Assises de l’Avenir / R&D : comment regagner des points
Si la recherche académique française en santé n’a pas à rougir au plan international, les participants de la deuxième table ronde des Assises de l’Avenir insistent sur l’importance de la levée des lourdeurs administratives et d’une meilleure connaissance entre secteurs public et privé pour soutenir le continuum de la R&D jusqu’à l’émergence de champions industriels.
Le constat issu de la mission d’information sénatoriale « Excellence de la recherche/innovation, pénurie de champions industriels : cherchez l’erreur française », dont le rapport a été publié début juin, est accablant. Alors qu’elle s’était engagée, conformément à la stratégie du conseil européen de Lisbonne (mars 2000), à porter à 3 % la part de son PIB investie en R&D, la France stagne à 2,2 %. Pire : elle a été incapable de développer un vaccin contre le Covid-19 (1). Pour son rapporteur, le sénateur Vanina Paoli-Gagin (groupe Les Indépendants – République et Territoires), intervenant lors de la deuxième table ronde des Assises de l’Avenir le 28 juin 2022 (2), le premier coupable en est la désindustrialisation. Alors qu’une grande part de l’investissement en recherche vient des entreprises, « la France a perdu la moitié de ses usines et un tiers de ses emplois industriels depuis 1995 », déplore-t-elle. Dans le champ de la santé, « on n’a pas su créer de champion industriel, on ne sait pas prendre de risque ni mobiliser de capitaux massifs », regrette Vanina Paoli-Gagin, citant en contre-exemple l’américain Moderna, qui a bénéficié de pré-commandes pour son vaccin anti-Covid.
▬▬▬
Travail demandé :: Recopiez intégralement l'extrait ci-dessus sur la R&D en santé, sans en modifier un seul caractère.

Items fournis ::
▬▬▬
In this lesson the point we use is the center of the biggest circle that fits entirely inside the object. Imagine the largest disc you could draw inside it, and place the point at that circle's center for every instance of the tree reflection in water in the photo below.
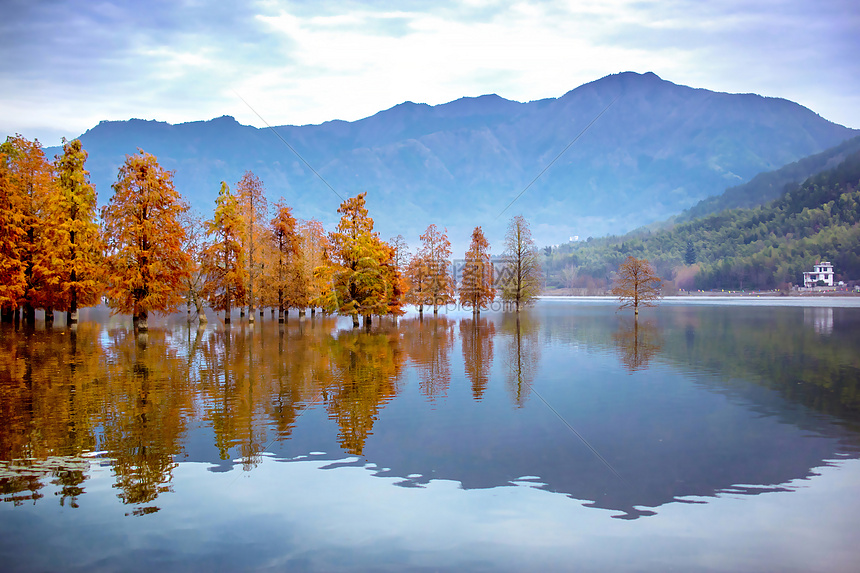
(428, 342)
(637, 343)
(232, 392)
(523, 351)
(367, 367)
(477, 335)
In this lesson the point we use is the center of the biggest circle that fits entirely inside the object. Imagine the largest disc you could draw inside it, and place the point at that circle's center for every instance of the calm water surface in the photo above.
▬▬▬
Exercice corrigé ::
Assises de l’Avenir / R&D : comment regagner des points
Si la recherche académique française en santé n’a pas à rougir au plan international, les participants de la deuxième table ronde des Assises de l’Avenir insistent sur l’importance de la levée des lourdeurs administratives et d’une meilleure connaissance entre secteurs public et privé pour soutenir le continuum de la R&D jusqu’à l’émergence de champions industriels.
Le constat issu de la mission d’information sénatoriale « Excellence de la recherche/innovation, pénurie de champions industriels : cherchez l’erreur française », dont le rapport a été publié début juin, est accablant. Alors qu’elle s’était engagée, conformément à la stratégie du conseil européen de Lisbonne (mars 2000), à porter à 3 % la part de son PIB investie en R&D, la France stagne à 2,2 %. Pire : elle a été incapable de développer un vaccin contre le Covid-19 (1). Pour son rapporteur, le sénateur Vanina Paoli-Gagin (groupe Les Indépendants – République et Territoires), intervenant lors de la deuxième table ronde des Assises de l’Avenir le 28 juin 2022 (2), le premier coupable en est la désindustrialisation. Alors qu’une grande part de l’investissement en recherche vient des entreprises, « la France a perdu la moitié de ses usines et un tiers de ses emplois industriels depuis 1995 », déplore-t-elle. Dans le champ de la santé, « on n’a pas su créer de champion industriel, on ne sait pas prendre de risque ni mobiliser de capitaux massifs », regrette Vanina Paoli-Gagin, citant en contre-exemple l’américain Moderna, qui a bénéficié de pré-commandes pour son vaccin anti-Covid.